DATASET EXTRACT –

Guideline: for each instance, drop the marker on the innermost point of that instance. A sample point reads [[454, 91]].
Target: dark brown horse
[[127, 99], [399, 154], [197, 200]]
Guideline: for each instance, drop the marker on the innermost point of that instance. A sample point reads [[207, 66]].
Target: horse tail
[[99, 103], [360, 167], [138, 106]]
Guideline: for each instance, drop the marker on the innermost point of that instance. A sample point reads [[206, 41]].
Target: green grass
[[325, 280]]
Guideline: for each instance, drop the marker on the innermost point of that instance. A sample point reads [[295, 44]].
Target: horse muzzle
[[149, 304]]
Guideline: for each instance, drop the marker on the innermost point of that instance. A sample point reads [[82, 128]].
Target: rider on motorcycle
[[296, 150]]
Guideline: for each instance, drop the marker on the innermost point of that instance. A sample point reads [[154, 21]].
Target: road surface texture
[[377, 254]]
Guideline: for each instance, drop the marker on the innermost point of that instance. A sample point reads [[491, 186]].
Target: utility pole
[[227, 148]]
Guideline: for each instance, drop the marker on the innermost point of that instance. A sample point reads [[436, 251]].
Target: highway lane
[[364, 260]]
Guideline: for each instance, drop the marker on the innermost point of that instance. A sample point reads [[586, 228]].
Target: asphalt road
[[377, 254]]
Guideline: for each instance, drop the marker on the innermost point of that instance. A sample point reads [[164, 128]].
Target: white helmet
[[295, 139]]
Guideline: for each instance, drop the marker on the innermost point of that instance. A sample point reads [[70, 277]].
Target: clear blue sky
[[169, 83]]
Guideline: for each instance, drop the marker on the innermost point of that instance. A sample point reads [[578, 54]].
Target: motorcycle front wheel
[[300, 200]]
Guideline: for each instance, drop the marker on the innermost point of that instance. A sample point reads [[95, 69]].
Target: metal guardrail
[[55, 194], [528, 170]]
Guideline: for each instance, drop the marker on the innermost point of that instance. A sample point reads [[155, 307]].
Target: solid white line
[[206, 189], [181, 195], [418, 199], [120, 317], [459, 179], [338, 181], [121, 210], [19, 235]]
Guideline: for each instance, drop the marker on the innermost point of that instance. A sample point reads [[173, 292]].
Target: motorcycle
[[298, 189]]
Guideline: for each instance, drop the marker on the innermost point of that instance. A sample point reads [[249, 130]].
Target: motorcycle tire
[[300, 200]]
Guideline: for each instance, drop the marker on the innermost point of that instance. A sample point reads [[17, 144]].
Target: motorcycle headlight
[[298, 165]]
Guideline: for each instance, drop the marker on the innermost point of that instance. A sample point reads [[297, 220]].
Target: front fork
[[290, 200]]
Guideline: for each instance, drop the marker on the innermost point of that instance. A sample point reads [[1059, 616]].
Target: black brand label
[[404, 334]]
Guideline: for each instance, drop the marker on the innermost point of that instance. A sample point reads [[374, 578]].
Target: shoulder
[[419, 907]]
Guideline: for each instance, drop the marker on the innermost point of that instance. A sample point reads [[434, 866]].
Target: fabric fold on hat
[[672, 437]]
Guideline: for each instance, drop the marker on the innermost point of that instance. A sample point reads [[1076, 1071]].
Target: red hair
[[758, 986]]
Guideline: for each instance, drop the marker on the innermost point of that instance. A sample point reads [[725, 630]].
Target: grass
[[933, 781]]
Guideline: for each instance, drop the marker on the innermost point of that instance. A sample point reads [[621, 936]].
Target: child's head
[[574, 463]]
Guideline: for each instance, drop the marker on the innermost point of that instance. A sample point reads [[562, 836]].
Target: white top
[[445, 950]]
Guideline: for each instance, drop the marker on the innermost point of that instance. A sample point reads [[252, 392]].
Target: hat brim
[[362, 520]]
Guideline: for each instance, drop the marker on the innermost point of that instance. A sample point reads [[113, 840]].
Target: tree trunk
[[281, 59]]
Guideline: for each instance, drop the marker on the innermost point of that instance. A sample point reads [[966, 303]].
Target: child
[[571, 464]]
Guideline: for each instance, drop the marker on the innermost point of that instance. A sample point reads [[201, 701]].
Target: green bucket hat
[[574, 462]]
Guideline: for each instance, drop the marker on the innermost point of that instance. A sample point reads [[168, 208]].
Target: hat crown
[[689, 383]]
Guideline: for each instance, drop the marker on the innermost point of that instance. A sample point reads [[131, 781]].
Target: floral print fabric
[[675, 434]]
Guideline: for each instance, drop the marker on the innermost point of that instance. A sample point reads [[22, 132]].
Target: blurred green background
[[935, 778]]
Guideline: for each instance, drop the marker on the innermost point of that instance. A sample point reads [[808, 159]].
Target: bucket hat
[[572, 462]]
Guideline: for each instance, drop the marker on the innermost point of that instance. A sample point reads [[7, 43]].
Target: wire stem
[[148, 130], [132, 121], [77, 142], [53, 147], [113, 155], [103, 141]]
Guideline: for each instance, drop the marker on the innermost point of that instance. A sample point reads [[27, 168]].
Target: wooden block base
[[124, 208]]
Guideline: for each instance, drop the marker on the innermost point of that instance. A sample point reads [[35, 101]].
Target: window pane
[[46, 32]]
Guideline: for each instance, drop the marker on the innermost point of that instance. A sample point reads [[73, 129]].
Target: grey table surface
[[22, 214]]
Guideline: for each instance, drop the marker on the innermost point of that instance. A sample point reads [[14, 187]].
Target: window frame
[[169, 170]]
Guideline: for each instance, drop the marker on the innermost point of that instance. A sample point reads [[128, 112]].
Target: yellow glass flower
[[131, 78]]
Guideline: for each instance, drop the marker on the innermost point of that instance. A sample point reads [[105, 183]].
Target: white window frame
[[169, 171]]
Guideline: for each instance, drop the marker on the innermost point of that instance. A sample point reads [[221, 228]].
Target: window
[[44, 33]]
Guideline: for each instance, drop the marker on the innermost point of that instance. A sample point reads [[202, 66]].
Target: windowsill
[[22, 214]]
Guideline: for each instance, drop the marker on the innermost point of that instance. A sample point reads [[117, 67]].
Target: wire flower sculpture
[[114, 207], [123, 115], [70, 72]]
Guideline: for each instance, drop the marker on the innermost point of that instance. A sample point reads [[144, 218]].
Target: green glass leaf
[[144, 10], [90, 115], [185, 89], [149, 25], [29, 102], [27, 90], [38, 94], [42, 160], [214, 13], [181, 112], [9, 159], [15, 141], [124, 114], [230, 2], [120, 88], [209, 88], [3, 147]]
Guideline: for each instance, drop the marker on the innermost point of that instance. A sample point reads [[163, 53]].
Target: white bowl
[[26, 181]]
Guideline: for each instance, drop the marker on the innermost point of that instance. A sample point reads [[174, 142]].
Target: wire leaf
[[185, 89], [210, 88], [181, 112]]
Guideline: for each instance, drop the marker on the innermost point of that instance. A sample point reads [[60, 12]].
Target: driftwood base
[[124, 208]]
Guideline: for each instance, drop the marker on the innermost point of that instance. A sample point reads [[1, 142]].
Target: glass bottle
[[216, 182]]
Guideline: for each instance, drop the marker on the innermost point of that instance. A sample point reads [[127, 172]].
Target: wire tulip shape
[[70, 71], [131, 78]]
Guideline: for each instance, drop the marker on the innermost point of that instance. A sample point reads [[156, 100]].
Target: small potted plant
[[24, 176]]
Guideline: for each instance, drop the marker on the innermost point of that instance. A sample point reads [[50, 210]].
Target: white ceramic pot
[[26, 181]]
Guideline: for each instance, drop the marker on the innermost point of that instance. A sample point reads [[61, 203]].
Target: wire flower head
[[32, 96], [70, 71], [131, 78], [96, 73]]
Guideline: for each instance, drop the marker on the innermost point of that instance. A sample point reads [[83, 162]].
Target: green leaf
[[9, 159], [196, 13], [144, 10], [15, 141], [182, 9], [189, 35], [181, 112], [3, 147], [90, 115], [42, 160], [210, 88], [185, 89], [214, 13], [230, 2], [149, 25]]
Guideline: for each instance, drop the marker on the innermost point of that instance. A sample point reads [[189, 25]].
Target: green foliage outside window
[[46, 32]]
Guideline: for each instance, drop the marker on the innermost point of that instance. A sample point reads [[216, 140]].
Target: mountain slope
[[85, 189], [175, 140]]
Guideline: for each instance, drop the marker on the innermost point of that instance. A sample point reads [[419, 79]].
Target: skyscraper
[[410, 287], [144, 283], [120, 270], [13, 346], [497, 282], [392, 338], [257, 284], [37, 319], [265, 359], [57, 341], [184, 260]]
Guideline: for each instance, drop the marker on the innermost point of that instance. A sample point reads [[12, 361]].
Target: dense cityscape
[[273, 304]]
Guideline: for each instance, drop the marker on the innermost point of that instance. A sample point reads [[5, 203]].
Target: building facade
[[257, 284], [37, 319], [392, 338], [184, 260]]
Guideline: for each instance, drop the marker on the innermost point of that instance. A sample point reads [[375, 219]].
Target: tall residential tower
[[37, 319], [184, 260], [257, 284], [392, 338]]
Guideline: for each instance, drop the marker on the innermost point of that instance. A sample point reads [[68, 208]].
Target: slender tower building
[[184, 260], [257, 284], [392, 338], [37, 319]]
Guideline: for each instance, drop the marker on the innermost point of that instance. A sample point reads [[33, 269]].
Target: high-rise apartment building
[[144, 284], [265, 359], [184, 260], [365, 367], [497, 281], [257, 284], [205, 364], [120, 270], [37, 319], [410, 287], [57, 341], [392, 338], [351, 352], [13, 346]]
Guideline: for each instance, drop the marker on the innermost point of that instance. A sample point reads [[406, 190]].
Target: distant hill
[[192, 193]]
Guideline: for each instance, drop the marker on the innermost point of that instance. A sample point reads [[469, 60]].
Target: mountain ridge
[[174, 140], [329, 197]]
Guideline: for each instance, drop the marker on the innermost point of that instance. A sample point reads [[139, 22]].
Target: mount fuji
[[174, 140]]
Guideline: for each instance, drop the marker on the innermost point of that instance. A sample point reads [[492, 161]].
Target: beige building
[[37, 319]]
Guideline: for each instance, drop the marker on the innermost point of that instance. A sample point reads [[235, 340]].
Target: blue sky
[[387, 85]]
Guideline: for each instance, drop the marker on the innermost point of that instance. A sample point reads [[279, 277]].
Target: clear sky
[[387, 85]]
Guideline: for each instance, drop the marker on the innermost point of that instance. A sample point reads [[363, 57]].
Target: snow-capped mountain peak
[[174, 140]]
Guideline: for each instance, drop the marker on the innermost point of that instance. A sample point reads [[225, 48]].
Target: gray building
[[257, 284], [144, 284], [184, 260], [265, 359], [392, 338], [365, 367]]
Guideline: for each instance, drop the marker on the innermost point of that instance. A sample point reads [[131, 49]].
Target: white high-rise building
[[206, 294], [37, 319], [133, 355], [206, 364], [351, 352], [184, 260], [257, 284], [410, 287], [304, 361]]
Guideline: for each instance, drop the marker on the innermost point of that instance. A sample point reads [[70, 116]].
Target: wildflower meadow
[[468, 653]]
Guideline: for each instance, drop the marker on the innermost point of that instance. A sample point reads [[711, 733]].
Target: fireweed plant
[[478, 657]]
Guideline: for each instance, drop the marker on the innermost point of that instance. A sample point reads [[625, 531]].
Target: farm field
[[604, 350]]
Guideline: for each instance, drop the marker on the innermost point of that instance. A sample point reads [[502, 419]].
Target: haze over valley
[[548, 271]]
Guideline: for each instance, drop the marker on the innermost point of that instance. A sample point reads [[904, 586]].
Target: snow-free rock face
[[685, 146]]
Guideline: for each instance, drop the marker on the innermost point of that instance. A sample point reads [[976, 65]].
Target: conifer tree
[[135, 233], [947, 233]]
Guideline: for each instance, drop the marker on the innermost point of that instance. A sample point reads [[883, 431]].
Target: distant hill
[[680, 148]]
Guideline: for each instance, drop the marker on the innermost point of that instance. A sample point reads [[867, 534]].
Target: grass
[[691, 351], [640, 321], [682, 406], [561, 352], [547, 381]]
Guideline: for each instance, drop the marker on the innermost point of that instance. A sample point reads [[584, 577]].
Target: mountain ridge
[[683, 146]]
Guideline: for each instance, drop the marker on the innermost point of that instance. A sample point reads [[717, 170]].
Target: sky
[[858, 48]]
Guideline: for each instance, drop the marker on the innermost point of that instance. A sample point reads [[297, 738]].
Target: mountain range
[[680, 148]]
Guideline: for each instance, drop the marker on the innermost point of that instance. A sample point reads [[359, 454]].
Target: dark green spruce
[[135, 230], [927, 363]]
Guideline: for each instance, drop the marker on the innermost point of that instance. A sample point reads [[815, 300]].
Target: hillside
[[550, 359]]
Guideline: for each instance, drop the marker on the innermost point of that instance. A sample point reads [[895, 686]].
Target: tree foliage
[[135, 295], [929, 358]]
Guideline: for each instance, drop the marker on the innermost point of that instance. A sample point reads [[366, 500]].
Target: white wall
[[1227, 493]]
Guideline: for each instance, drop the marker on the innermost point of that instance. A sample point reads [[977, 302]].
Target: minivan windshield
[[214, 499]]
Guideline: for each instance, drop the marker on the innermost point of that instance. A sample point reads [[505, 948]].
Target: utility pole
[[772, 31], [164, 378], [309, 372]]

WORK TO DO – Quote exactly the line containing "reads [[359, 454]]." and every later line through the end of the listing, and no other lines.

FINISHED ANSWER –
Guideline: for each instance, drop the marker on the innermost point of that instance. A sample point reads [[359, 454]].
Target: dark green spruce
[[135, 230], [927, 363]]
Guideline: for each instance, drop the marker on the innermost point of that instance. A sample point reads [[815, 300]].
Target: hillside
[[550, 359]]
Guideline: for each instance, drop the marker on the innermost point of that instance. A sample point reads [[895, 686]].
Target: tree foliage
[[135, 295], [929, 358]]
Guideline: for each instance, drop the marker on the innermost point of that instance. A sample point reads [[366, 500]].
Target: white wall
[[1227, 493]]
Guideline: for each instance, drop the marker on the innermost point of that instance. A sample point reads [[977, 302]].
Target: minivan windshield
[[214, 499]]
Guideline: for each instance, drop the marker on the innermost point of that instance. A sample point reads [[505, 948]].
Target: utility pole
[[772, 31], [164, 378], [309, 372]]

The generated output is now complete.